### Exercício proposto 1:
Localize e copie todas as linhas dos registos que contêm a palavra "distant". Distinga maiúsculas de minúsculas.

Acórdão do Tribunal da Relação de Guimarães
Processo:
450/10.4TBPVL-G.G1
Relator: MARIA LUÍSA RAMOS
Descritores: GRADUAÇÃO DE CRÉDITOS
CRÉDITO LABORAL
CRÉDITO HIPOTECÁRIO
Nº do Documento: RG
Data do Acordão: 01/19/2012
Votação: UNANIMIDADE
Texto Integral: S
Meio Processual: APELAÇÃO
Decisão: PROCEDENTE
Sumário: I. Nos termos do disposto o artigo 377º-n.º1-alínea.b) e n.º2- alínea- b), do Código do Trabalho, aprovado pela Lei n.º 99/03, de 27/8, os créditos emergentes do contrato de trabalho e da sua violação ou cessação, pertencentes ao trabalhador, só gozam de privilégio imobiliário especial sobre os bens imóveis do empregador nos quais o trabalhador preste a sua actividade, sendo, neste caso, graduados antes dos créditos referidos no artigo 748º do Código Civil, não gozando de tal privilégio relativamente a quaisquer outros imóveis do empregador, nomeadamente, aquele que constitui a sua casa de morada de família.
Decisão Texto Integral: Acordam no Tribunal da Relação de Guimarães

Nos presentes autos de Reclamação de Créditos n.º 450/10.4TBPVL-G., do Tribunal Judicial de Póvoa de Lanhoso, que correm por apenso aos autos de Insolvência em que é insolvente FT, veio o Banco E, S.A., interpor recurso de apelação da sentença de verificação e graduação de créditos proferida nos autos, na parte em que naquela sentença se graduou o crédito hipotecário do ora recorrente após os créditos laborais sobre o produto da venda da meação do bem imóvel apreendido nos autos e pertencente ao insolvente.

O recurso veio a ser admitido com subida imediata, e nos autos do apenso e efeito meramente devolutivo.

### Exercício proposto 2:
Transcreva do acórdão, por favor, sem qualquer alteração, o trecho que abre com as palavras "Nos presentes autos" e fecha com "pertencente ao insolvente.".

### Registos desta tarefa:
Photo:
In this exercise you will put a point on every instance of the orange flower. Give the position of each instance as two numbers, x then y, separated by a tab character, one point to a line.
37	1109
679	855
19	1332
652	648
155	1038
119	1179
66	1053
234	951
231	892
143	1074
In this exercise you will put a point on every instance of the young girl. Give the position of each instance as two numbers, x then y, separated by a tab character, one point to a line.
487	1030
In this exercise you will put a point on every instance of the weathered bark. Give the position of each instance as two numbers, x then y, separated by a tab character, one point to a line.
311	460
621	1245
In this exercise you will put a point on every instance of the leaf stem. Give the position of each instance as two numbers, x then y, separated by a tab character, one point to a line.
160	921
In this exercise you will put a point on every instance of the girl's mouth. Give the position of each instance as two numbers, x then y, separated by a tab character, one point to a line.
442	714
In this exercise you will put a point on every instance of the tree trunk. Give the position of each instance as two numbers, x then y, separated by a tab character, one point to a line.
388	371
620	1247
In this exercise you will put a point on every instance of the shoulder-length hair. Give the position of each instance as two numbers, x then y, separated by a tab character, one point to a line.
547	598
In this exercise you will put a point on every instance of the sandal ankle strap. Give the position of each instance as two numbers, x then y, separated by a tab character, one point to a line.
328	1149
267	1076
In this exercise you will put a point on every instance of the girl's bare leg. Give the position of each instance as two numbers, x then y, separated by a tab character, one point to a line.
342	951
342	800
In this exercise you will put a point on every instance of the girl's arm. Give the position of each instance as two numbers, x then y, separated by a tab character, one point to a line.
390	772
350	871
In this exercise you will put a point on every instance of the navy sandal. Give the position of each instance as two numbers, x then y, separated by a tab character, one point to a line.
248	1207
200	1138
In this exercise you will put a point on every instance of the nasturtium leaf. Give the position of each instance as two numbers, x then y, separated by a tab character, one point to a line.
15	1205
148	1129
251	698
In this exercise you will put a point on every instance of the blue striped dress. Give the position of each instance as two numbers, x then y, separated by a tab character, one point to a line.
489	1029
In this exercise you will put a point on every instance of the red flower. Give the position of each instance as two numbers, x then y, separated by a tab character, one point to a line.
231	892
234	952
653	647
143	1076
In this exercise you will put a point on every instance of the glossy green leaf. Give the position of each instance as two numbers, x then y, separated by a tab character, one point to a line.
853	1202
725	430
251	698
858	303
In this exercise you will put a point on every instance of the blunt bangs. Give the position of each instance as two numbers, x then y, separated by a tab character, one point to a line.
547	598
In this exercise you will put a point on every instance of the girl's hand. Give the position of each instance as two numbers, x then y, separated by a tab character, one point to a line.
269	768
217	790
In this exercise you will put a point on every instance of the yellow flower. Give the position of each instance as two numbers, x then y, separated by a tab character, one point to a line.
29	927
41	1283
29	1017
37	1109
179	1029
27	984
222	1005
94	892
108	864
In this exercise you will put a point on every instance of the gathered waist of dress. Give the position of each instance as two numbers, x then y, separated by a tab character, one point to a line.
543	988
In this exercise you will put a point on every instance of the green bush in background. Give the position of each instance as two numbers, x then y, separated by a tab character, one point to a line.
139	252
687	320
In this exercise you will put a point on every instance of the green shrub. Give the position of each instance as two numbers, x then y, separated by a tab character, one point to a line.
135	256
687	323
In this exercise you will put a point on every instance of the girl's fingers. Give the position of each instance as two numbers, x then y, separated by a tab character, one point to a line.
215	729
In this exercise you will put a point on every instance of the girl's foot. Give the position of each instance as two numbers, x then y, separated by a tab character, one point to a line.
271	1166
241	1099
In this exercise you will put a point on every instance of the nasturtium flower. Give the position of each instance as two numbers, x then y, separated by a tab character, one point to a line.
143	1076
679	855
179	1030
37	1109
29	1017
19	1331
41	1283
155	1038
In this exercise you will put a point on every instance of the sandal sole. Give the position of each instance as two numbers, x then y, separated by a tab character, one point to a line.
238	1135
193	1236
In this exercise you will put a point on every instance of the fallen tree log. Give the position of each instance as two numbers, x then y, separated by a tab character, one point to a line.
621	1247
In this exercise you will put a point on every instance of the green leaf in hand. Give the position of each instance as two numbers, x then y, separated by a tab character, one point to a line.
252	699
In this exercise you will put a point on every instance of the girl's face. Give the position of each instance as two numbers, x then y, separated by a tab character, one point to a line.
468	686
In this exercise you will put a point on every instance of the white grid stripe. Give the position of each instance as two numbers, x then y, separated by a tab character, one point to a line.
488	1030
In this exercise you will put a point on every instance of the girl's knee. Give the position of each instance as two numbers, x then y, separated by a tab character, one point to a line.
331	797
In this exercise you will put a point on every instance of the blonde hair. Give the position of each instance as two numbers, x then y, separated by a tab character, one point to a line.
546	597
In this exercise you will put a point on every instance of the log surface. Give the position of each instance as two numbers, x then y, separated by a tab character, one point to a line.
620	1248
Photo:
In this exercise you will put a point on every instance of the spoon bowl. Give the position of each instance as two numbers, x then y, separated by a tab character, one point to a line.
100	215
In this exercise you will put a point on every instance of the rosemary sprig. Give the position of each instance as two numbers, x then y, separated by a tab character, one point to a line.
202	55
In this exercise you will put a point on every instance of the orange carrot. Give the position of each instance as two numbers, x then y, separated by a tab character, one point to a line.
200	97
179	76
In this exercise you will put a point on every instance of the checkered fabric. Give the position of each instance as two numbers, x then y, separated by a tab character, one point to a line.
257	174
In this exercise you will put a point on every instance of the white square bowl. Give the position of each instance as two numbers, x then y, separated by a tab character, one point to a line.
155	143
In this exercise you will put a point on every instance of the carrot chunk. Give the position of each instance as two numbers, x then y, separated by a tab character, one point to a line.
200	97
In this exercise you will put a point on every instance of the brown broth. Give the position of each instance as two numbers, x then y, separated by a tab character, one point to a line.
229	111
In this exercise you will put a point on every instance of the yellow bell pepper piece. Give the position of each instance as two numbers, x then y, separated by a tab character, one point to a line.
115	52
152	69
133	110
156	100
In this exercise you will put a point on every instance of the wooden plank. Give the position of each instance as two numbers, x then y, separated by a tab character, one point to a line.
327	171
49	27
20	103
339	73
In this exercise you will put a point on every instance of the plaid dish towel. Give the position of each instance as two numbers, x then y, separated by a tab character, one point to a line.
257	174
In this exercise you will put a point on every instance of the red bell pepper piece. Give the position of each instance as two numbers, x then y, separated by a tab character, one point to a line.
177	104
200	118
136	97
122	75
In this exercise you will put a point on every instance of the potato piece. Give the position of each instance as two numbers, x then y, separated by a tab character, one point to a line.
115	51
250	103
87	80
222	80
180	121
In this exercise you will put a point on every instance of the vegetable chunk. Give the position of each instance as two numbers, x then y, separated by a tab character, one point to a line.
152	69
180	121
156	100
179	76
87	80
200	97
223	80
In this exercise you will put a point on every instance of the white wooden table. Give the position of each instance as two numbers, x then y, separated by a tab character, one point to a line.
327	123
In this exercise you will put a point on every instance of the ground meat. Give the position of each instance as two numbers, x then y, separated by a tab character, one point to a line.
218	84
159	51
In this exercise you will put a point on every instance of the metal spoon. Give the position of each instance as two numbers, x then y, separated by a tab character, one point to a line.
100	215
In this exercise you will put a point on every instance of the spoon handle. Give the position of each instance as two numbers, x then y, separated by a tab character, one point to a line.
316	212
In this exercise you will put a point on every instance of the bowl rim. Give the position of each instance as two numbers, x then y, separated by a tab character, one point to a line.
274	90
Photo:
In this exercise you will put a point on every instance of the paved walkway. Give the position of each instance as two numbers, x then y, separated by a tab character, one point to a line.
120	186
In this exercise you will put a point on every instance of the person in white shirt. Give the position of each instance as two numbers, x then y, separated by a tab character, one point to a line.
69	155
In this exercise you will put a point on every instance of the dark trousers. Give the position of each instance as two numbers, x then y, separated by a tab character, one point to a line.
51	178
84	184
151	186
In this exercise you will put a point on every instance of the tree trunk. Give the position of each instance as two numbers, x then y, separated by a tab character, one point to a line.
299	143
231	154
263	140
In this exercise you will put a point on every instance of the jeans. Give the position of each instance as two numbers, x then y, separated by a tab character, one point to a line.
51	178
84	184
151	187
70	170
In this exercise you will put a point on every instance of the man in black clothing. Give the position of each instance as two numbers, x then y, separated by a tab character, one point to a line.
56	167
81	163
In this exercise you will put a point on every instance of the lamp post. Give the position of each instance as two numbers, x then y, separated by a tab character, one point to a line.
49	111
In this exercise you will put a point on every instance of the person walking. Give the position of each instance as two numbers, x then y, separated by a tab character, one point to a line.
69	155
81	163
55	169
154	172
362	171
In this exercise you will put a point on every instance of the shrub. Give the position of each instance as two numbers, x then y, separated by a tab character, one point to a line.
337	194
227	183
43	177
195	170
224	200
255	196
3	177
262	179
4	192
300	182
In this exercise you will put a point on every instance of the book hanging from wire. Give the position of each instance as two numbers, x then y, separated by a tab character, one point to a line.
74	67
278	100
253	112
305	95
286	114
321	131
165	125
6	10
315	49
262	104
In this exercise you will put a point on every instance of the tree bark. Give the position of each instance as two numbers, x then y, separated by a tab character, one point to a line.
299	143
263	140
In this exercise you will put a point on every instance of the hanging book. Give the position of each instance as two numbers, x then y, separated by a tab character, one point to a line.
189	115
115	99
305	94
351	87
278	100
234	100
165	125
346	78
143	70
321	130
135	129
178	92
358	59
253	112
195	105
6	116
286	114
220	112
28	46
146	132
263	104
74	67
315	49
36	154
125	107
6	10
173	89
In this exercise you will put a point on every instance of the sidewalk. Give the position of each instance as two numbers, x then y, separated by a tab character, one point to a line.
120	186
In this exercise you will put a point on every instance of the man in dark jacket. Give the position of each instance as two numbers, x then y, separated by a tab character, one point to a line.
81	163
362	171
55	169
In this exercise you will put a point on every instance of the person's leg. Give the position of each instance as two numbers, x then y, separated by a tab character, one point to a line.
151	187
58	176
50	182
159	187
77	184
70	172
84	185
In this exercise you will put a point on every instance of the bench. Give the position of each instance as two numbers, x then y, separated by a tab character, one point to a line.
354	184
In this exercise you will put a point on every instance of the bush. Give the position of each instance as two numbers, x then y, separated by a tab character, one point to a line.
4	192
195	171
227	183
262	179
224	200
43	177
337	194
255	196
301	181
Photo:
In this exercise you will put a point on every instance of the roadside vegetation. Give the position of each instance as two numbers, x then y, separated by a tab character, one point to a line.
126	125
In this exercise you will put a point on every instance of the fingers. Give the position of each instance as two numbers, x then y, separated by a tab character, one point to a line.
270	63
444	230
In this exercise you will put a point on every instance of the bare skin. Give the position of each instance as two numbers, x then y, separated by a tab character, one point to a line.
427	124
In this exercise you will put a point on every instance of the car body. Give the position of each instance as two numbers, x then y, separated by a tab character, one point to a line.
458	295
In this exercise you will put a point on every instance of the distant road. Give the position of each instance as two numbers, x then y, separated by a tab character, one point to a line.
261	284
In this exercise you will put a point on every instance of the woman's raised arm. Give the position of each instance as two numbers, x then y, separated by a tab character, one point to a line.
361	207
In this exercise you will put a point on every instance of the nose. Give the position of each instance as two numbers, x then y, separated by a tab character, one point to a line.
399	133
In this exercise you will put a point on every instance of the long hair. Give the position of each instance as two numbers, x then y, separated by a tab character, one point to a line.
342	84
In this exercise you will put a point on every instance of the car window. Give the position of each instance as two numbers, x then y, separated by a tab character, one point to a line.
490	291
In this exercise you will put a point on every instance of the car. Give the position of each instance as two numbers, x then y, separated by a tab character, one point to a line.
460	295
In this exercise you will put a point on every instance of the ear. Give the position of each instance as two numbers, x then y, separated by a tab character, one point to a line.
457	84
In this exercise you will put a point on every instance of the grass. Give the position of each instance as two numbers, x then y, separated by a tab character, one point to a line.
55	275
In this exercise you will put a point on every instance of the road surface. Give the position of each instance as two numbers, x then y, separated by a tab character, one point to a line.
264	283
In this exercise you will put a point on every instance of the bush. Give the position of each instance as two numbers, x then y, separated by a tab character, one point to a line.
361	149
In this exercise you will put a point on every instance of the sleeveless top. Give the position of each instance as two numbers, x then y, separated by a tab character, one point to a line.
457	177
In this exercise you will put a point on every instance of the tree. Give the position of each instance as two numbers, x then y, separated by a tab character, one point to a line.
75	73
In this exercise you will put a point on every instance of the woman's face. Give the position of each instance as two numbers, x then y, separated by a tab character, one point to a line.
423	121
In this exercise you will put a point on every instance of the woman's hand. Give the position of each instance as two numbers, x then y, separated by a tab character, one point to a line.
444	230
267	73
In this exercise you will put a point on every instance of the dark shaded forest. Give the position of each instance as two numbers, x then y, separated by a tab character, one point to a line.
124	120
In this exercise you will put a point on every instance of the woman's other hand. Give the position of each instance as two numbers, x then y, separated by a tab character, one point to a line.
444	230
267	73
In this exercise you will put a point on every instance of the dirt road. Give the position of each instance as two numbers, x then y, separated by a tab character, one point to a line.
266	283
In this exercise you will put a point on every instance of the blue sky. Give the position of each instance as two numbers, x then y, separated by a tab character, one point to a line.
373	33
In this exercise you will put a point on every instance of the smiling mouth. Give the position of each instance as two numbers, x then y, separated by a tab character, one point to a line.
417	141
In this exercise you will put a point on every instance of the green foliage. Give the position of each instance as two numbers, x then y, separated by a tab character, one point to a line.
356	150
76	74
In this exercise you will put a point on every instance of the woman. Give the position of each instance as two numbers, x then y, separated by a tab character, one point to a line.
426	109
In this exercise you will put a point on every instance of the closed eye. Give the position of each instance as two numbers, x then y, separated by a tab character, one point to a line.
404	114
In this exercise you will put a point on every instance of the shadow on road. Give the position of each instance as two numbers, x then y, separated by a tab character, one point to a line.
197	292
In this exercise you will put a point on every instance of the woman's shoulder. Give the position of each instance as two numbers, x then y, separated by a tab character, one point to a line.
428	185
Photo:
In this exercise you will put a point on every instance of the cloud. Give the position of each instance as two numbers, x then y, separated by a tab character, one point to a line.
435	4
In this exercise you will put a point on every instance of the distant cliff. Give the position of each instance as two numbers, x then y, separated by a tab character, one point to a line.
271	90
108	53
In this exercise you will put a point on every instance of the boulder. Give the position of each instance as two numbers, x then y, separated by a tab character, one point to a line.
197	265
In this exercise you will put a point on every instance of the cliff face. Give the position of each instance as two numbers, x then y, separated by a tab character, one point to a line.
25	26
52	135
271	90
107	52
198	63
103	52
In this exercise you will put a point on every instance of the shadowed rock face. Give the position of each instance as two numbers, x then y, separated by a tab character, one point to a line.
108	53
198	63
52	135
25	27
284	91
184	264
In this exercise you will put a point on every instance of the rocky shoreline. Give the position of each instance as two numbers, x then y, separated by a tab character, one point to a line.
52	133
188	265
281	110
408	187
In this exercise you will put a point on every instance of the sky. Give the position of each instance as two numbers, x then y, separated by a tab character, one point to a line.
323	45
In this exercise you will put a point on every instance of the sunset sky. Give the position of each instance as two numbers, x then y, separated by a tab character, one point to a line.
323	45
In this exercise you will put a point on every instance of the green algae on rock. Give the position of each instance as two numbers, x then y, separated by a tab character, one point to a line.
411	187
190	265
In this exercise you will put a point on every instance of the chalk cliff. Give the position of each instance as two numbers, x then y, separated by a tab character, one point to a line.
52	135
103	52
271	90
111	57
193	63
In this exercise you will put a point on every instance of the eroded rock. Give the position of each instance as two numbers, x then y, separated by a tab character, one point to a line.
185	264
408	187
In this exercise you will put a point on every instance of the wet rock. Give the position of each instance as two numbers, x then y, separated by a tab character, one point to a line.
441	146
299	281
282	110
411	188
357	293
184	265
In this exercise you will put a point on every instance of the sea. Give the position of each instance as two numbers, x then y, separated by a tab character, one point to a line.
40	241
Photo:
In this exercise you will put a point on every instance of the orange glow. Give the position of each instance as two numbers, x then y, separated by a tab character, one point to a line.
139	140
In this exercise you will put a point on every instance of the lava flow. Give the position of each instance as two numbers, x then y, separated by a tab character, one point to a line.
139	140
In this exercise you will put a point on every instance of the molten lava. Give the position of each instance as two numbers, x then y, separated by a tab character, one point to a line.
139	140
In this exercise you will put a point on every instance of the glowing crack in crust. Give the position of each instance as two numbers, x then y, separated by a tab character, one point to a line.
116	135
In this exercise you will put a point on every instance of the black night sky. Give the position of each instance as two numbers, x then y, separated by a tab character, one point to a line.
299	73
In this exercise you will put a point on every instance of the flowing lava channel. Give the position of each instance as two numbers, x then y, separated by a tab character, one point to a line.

### Resposta escrita 1:
In this exercise you will put a point on every instance of the distant road. Give the position of each instance as two numbers, x then y, separated by a tab character, one point to a line.
In this exercise you will put a point on every instance of the distant cliff. Give the position of each instance as two numbers, x then y, separated by a tab character, one point to a line.

### Resposta escrita 2:
Nos presentes autos de Reclamação de Créditos n.º 450/10.4TBPVL-G., do Tribunal Judicial de Póvoa de Lanhoso, que correm por apenso aos autos de Insolvência em que é insolvente FT, veio o Banco E, S.A., interpor recurso de apelação da sentença de verificação e graduação de créditos proferida nos autos, na parte em que naquela sentença se graduou o crédito hipotecário do ora recorrente após os créditos laborais sobre o produto da venda da meação do bem imóvel apreendido nos autos e pertencente ao insolvente.